(Point-per-instance localization data)

BEGIN

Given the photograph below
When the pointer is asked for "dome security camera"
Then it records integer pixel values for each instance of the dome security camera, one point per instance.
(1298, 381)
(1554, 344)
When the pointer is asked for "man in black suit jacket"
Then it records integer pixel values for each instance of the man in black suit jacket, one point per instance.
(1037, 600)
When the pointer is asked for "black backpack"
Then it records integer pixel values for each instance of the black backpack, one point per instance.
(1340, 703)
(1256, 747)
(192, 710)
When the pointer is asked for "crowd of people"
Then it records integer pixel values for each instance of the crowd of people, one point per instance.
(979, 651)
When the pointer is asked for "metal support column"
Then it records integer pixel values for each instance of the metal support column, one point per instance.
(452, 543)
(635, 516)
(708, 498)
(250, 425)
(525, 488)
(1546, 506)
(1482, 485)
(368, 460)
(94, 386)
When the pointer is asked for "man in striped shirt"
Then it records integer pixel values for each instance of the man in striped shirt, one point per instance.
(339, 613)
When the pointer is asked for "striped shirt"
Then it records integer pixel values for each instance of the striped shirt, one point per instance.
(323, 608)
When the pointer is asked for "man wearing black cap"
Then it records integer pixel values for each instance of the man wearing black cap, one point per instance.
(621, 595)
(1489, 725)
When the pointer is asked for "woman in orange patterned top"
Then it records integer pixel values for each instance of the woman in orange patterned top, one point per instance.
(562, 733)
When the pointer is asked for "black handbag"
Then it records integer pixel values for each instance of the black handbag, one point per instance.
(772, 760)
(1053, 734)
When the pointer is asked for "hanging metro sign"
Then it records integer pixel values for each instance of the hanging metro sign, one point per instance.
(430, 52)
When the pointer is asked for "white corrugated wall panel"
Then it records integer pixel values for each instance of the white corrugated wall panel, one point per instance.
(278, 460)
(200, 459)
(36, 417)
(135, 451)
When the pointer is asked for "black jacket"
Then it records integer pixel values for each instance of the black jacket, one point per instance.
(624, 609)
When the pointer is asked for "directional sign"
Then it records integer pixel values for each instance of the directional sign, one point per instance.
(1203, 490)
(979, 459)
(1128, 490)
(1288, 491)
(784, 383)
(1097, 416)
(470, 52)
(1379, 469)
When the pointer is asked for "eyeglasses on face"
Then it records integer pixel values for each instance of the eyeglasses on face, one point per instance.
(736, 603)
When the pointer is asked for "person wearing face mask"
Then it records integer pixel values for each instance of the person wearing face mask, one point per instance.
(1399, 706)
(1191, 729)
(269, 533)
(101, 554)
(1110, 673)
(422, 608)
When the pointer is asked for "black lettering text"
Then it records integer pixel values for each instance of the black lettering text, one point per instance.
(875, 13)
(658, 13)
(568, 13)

END

What this task involves:
Word for word, transcribe all of the entries shown above.

Output of the exercise:
Given the photograph below
When the pointer is asked for "dome security camera"
Then it records integer pixel values for each instance of the dome security camera, one point per instance.
(1298, 381)
(1554, 344)
When the pointer is asked for "man in black suit jacket"
Then it records integer pixel values for each instance of the man in black suit jacket, one point per instance.
(1037, 600)
When the pointer is asked for "black backpack"
Then it records integer pixel values for each instance of the black backpack, one point per instance.
(1340, 703)
(1256, 747)
(192, 710)
When the pointer is asked for "crowd of people"
Then it records integer pixel values for each instance of the crowd of people, one point per instance.
(979, 651)
When the pointer is asked for "metal support column"
Then it records integer pixel values for each instance of the metal support column, one point per instance.
(452, 543)
(635, 516)
(708, 498)
(250, 425)
(525, 488)
(1546, 506)
(1482, 485)
(368, 460)
(94, 386)
When the pointer is asked for "man in striped shirt"
Then it records integer pixel values for each instance of the man in striped shirt, one point per instance.
(339, 613)
When the pointer is asked for "striped shirt"
Then it records integer pixel values for each instance of the striped shirt, one point per instance.
(323, 608)
When the pointer is asked for "man wearing black cap"
Then it records integer pixel values for each instance of the man wearing black cap, one point per instance.
(621, 595)
(1489, 725)
When the pointer is asked for "woman in orange patterned top"
Then it records integer pixel values for each instance of the woman in orange patterned top, one point per instance.
(562, 733)
When the pointer is asked for "black handbag"
Then it records integer pixel values for each instance of the black handbag, one point per instance.
(772, 760)
(1053, 734)
When the pointer is asked for "hanging metro sign"
Then it records integer pixel values for each instance of the hanging metro sign, one point per instance.
(430, 52)
When the pointer is asked for "white corrugated wall panel"
Then it records integer pixel values for each instance of the white corrugated wall panel, one point per instance.
(278, 460)
(200, 459)
(36, 417)
(135, 451)
When the pointer is asked for "black jacket"
Then it records integer pixel values for each instance of the black jacket, one point per instance.
(624, 609)
When the pointer is asked for "directional sign"
Then it records integer pixel values for each instance of the directional sign, one point per instance.
(1203, 490)
(979, 459)
(1128, 490)
(1288, 491)
(784, 383)
(1097, 416)
(470, 52)
(1379, 469)
When the pointer is asked for "eyeglasses on face"
Then it records integer pixel values for each instance of the eyeglasses on face, one point per instance.
(736, 603)
When the pointer is asked for "person wearing face mask"
Then it records integer pixel values for each instance of the person wearing face mask, one point per instance.
(1399, 706)
(1191, 729)
(269, 533)
(101, 554)
(1110, 673)
(422, 608)
When the pointer is asked for "black lettering text"
Then it records integer pixel values for each instance of the black lettering text, one point per instance.
(875, 13)
(658, 13)
(568, 13)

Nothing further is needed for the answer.